EXCERPT TO READ:

Ability: according to the Cambridge Dictionary, ability is the power or skill needed to do something – it requires proficiency and aptitude.  So organizational resilience is something that must be worked on and developed: and it isn’t a plan, process, or a project, it is something much more intrinsic.

Anticipate: this is another key word and shows that organizational resilience is a proactive discipline. Anticipate implies activities such as monitoring, implementing early warning systems, horizon scanning, and risk assessment to provide the intelligence required to enable an organization to take actions before something develops into an issue.

Prepare: organizational resilience requires preparation to enable the organization to have plans, processes, strategies, and capabilities in place.

Absorb: absorb implies the ability to ‘bend not break’ – a commonly used phrase in discussions about resilience. It includes introducing things such as failover, high availability, and self-healing systems to enable automatic and instantaneous reaction to issues so that systems absorb them, ensuring that they don’t develop further. It also implies flexibility: resilient organizations are agile.

Respond: it will come as no surprise that organizational resilience involves an element of response, although this word was dropped from the ISO 22316 definition. Response involves being able to react to issues, incidents, crises, disruptions, and shocks in a managed and effective way.

AVAILABLE DATA:
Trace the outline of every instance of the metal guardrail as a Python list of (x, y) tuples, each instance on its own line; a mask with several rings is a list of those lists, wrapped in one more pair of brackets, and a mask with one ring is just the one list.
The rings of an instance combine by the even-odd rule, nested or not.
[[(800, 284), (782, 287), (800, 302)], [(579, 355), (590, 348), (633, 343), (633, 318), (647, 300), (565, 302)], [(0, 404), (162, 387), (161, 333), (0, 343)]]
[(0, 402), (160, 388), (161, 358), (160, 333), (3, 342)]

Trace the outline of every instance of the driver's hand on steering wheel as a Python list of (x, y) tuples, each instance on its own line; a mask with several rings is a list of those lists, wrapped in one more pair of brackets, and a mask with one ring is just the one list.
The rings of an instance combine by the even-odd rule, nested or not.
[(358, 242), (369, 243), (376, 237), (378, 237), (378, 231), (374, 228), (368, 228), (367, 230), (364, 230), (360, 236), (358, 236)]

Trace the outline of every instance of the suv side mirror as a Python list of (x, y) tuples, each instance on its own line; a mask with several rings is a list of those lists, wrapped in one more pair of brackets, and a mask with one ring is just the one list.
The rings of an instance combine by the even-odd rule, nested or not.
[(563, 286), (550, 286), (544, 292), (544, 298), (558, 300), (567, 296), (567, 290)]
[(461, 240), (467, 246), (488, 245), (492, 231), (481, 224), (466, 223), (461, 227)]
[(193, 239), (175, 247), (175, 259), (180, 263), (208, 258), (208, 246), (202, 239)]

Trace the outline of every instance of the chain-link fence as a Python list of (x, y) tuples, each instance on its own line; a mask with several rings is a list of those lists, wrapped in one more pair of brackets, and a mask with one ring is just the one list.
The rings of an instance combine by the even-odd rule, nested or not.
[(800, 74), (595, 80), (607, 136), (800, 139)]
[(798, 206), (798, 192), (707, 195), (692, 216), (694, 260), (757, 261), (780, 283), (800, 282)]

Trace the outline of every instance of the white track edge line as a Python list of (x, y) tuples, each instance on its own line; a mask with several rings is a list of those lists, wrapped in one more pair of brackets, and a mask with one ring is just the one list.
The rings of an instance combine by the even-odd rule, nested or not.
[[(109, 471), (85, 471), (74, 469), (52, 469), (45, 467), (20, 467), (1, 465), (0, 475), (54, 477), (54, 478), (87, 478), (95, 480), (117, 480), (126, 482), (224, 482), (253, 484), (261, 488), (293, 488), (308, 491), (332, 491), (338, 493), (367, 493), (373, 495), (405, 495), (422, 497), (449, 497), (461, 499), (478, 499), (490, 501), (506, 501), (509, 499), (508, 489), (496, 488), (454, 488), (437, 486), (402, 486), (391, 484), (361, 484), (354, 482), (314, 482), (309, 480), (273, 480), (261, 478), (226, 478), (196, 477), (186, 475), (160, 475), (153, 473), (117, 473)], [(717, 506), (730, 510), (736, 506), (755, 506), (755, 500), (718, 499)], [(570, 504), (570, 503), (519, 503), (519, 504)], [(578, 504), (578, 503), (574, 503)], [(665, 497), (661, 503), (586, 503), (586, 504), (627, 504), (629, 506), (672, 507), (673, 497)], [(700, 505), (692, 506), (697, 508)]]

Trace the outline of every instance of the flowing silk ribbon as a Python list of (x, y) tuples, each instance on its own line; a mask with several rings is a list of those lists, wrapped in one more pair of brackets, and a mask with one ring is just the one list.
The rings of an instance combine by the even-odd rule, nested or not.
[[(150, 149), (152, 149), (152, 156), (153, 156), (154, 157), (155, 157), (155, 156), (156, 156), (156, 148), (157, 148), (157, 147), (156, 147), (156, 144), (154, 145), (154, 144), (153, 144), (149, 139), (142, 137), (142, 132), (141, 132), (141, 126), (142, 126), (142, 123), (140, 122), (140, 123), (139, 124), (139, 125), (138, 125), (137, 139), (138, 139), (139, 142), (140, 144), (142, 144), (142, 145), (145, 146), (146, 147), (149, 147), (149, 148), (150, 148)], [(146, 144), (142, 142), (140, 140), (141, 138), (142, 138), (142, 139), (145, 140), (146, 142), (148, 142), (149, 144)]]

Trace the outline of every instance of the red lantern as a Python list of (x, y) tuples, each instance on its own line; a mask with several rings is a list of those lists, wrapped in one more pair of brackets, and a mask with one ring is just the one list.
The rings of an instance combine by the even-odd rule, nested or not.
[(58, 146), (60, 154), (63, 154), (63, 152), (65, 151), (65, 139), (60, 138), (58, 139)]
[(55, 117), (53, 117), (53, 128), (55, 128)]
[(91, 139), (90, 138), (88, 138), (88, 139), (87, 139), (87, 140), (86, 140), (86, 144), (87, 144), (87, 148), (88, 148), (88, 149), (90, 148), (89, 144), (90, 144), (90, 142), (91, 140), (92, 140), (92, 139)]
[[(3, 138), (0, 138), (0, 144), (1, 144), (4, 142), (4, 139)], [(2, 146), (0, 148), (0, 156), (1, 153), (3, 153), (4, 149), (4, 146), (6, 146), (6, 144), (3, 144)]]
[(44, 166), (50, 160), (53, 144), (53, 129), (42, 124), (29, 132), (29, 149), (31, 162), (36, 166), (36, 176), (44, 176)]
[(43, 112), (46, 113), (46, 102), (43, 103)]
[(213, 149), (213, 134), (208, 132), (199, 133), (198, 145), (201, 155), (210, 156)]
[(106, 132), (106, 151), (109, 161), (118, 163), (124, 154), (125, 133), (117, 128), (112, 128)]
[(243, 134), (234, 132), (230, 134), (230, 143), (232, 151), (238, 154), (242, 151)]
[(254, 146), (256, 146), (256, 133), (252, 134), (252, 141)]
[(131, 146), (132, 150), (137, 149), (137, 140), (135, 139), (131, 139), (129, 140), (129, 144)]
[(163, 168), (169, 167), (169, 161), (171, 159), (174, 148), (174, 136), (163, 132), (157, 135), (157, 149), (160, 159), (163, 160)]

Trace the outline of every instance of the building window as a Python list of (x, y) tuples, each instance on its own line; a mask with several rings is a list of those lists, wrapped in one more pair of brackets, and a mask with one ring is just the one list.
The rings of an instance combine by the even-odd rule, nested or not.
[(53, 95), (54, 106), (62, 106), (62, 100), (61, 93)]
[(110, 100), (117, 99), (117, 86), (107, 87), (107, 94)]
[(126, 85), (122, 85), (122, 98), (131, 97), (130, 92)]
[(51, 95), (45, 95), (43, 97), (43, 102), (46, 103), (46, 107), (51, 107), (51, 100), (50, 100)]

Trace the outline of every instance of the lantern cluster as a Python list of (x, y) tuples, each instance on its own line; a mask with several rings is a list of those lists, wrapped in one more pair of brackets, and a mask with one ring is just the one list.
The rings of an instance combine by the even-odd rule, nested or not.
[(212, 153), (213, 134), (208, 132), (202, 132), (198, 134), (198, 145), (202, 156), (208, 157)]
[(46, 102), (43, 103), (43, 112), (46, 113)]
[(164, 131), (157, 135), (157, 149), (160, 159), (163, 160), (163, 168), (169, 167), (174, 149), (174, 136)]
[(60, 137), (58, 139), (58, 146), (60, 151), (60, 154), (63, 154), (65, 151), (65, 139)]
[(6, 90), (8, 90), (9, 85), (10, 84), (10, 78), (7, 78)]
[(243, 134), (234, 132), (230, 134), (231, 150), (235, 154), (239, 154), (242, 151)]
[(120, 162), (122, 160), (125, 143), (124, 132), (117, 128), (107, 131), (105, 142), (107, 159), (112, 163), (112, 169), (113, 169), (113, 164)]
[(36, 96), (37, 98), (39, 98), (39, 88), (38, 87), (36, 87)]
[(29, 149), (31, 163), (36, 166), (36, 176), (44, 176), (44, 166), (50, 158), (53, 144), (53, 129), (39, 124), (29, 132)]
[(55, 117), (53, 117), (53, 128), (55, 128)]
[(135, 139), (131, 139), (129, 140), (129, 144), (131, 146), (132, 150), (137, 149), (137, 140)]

QUESTIONS TO ANSWER:
(A) From the organizational resilience text, output the passage that begins at "Prepare: organizational resilience" and stops after "and effective way.".
(B) In the organizational resilience text, which standard's definition dropped the word "respond"?

RESULTS OF THE EXERCISE:
(A)
Prepare: organizational resilience requires preparation to enable the organization to have plans, processes, strategies, and capabilities in place.

Absorb: absorb implies the ability to ‘bend not break’ – a commonly used phrase in discussions about resilience. It includes introducing things such as failover, high availability, and self-healing systems to enable automatic and instantaneous reaction to issues so that systems absorb them, ensuring that they don’t develop further. It also implies flexibility: resilient organizations are agile.

Respond: it will come as no surprise that organizational resilience involves an element of response, although this word was dropped from the ISO 22316 definition. Response involves being able to react to issues, incidents, crises, disruptions, and shocks in a managed and effective way.

(B) ISO 22316